Task material >>
+ + + + +

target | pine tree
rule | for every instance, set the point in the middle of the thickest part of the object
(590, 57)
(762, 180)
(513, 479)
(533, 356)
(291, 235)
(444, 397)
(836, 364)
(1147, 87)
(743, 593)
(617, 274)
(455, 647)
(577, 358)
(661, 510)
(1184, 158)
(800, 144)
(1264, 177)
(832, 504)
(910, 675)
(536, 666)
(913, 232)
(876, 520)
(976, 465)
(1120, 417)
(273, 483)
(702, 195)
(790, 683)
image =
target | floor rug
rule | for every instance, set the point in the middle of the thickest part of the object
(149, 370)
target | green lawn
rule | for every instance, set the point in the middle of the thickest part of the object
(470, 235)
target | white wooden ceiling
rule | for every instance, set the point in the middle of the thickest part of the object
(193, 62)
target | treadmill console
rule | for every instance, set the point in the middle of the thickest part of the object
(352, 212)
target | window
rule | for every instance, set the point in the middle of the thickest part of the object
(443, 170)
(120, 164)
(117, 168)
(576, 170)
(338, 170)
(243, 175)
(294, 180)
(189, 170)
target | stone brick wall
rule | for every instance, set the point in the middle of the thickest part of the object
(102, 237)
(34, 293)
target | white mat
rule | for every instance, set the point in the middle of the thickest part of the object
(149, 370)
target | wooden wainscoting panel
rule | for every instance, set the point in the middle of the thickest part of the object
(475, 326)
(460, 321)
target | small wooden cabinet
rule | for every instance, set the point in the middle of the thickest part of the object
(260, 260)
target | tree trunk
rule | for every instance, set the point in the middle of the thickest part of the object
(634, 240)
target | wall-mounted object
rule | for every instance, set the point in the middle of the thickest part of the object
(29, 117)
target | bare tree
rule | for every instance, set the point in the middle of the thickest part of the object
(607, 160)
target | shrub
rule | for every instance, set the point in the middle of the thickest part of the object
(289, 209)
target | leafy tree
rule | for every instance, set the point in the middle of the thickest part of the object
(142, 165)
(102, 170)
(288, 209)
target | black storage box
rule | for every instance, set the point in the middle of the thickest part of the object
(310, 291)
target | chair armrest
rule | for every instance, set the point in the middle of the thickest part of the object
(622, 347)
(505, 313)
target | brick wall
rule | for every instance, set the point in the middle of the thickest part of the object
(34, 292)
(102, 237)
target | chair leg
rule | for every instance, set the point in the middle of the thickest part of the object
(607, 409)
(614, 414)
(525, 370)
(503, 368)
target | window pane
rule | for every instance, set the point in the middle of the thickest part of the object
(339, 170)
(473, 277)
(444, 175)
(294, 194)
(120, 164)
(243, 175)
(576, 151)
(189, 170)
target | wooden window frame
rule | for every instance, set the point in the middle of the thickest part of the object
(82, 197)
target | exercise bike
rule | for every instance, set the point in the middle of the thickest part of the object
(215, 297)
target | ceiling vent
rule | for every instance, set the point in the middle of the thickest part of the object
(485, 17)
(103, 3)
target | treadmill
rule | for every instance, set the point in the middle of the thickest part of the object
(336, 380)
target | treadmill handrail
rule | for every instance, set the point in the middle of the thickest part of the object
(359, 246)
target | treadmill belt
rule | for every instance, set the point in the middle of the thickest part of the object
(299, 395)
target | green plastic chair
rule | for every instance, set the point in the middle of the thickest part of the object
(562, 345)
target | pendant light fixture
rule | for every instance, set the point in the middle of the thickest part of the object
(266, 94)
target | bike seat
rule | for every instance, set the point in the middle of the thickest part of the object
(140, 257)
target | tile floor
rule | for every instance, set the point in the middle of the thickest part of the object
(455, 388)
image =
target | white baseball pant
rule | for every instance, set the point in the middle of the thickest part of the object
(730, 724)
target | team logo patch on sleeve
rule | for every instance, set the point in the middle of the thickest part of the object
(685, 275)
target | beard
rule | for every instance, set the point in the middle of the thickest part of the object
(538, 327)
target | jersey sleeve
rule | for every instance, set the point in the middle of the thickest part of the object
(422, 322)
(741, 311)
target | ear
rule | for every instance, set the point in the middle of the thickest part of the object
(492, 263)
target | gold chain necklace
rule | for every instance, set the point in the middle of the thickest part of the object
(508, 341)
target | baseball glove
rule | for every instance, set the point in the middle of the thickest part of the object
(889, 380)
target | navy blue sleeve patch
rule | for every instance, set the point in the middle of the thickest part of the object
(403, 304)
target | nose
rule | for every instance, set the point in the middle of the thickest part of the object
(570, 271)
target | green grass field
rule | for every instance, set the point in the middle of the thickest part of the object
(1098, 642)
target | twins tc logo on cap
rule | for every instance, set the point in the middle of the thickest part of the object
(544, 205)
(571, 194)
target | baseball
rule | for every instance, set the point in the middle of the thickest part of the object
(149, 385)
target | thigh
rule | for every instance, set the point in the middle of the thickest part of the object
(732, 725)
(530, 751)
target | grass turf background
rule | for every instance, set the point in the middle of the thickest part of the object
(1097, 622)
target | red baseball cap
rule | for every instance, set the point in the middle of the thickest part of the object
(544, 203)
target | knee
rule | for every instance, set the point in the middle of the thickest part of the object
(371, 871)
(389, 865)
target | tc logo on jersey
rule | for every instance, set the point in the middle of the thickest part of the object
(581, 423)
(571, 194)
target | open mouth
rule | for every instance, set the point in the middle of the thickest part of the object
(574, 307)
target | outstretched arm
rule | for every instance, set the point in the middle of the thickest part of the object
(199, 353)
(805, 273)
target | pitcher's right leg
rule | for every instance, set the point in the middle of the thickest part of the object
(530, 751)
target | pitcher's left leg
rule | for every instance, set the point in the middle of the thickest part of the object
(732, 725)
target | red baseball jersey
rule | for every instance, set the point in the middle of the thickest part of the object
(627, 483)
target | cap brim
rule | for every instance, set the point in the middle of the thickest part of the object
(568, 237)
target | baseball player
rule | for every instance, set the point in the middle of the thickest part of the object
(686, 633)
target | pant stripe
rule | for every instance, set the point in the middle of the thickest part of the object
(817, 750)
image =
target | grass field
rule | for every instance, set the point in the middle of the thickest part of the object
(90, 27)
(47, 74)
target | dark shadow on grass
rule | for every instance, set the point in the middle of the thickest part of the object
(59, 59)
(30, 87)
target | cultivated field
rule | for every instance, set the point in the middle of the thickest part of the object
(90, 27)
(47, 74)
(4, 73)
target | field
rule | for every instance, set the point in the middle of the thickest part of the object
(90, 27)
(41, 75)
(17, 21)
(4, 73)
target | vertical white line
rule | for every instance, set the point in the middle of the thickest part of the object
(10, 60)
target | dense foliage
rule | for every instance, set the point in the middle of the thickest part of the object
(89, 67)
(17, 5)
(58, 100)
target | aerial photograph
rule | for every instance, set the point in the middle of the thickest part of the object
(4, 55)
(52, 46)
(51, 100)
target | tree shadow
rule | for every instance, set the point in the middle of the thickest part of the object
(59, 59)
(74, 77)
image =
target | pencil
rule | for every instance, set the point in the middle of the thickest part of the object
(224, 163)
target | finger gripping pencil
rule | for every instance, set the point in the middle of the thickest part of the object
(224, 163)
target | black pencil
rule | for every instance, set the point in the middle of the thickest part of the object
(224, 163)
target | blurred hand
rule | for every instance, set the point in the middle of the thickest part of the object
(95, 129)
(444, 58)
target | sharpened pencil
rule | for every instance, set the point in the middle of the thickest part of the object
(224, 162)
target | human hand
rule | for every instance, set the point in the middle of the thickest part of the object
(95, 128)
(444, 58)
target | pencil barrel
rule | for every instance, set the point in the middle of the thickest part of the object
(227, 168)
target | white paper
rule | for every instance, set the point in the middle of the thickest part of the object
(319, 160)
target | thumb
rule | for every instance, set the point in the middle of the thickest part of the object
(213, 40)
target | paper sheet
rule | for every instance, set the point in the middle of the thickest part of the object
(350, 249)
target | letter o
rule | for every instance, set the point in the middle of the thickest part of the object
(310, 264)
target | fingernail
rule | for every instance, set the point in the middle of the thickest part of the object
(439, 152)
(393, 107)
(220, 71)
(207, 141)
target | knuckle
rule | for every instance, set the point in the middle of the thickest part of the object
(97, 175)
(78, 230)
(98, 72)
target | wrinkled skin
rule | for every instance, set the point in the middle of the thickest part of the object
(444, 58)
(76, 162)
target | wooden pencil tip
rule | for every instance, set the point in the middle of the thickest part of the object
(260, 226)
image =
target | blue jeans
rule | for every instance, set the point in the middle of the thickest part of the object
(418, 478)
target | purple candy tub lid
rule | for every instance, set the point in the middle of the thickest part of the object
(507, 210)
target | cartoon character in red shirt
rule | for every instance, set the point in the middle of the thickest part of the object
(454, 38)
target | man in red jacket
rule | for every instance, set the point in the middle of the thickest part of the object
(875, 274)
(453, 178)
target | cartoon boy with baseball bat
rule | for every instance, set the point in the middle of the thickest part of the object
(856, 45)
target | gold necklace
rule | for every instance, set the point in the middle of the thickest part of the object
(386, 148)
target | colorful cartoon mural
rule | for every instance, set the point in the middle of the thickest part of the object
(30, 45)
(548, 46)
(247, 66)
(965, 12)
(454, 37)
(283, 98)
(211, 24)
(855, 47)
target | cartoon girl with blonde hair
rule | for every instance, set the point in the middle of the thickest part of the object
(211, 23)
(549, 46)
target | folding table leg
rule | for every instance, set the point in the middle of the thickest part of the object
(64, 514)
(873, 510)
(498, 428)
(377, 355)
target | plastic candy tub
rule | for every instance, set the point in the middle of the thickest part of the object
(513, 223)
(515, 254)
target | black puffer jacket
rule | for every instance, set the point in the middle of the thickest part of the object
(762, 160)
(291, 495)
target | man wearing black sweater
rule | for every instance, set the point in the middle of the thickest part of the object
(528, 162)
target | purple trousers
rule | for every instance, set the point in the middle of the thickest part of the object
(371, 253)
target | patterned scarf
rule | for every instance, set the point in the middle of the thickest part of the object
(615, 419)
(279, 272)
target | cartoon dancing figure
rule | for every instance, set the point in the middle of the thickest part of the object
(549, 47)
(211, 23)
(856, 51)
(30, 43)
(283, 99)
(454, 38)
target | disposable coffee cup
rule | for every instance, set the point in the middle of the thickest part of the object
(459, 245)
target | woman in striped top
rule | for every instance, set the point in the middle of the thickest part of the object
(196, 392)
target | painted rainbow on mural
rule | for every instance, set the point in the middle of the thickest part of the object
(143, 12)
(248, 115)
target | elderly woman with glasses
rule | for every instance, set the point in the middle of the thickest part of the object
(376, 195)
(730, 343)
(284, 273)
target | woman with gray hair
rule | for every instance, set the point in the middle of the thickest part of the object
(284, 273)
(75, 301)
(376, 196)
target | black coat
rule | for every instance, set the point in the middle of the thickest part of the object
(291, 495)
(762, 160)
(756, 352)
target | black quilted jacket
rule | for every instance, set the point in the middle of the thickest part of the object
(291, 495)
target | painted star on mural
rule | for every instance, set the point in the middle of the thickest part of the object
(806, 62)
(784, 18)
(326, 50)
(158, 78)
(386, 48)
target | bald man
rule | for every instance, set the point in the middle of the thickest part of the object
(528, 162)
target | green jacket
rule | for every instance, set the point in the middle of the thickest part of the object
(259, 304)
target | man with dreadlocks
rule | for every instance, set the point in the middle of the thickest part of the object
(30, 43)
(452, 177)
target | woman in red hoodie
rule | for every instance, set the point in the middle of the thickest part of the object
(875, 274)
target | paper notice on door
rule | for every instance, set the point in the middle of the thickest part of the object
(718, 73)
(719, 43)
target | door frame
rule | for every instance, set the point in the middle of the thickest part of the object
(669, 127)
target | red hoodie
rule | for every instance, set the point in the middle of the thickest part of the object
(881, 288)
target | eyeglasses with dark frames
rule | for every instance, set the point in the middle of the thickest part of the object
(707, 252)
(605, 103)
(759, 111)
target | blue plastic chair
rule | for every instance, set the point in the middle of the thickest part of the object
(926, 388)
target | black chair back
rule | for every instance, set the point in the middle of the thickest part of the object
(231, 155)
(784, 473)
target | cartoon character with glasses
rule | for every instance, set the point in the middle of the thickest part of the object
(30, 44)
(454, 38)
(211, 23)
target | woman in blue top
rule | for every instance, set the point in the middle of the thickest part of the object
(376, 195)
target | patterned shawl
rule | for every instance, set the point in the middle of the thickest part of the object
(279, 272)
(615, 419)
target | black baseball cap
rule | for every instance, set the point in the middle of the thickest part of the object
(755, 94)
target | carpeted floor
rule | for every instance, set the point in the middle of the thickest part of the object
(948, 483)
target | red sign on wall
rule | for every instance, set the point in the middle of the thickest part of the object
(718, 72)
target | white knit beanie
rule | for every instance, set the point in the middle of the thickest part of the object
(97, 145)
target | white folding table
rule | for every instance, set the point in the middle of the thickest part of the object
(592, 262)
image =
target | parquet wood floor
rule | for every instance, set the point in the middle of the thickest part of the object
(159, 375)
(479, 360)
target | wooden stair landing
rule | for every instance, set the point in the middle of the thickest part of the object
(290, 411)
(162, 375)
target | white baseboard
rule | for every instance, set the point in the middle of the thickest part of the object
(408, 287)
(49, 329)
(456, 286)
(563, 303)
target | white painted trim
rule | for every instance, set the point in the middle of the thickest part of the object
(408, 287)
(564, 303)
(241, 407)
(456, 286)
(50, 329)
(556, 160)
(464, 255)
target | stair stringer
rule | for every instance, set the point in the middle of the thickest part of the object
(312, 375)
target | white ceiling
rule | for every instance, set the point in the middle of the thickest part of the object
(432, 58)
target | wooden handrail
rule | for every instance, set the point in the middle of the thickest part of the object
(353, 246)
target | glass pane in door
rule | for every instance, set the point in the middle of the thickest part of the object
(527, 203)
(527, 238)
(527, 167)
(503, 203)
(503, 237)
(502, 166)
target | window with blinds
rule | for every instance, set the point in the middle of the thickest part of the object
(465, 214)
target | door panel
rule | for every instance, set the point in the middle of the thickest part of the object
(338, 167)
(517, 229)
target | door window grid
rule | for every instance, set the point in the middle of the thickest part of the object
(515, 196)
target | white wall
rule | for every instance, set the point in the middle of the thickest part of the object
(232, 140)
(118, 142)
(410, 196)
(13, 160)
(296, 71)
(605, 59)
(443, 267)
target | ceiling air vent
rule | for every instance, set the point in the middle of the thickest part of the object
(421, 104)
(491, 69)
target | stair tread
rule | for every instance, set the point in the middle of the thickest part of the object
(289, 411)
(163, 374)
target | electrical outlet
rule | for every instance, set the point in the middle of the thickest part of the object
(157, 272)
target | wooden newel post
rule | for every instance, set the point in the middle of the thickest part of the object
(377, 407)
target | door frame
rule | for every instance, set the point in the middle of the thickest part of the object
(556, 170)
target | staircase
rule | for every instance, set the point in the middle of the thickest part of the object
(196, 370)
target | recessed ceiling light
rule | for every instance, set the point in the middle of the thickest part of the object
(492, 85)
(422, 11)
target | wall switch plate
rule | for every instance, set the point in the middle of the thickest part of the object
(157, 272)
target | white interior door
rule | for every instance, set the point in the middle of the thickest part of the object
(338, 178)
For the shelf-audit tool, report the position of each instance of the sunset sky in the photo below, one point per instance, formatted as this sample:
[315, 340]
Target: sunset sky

+ + + + +

What to do >> Repeat exactly, and only, the lines from the one containing "target | staircase" through the end of the material.

Output for this exercise >>
target | staircase
rule | for every instance, set the point in the middle of the thickest part of the object
(196, 370)
target | recessed ceiling light
rule | for every instance, set the point in the middle of the thickest part of the object
(492, 85)
(422, 11)
target | wall switch plate
rule | for every instance, set the point in the middle of the thickest part of the object
(157, 272)
target | white interior door
rule | for every instance, set the point in the middle of the thickest part of the object
(338, 178)
For the shelf-audit tool, report the position of each instance of the sunset sky in the photo below, one point per instance, formatted as this sample:
[315, 340]
Target: sunset sky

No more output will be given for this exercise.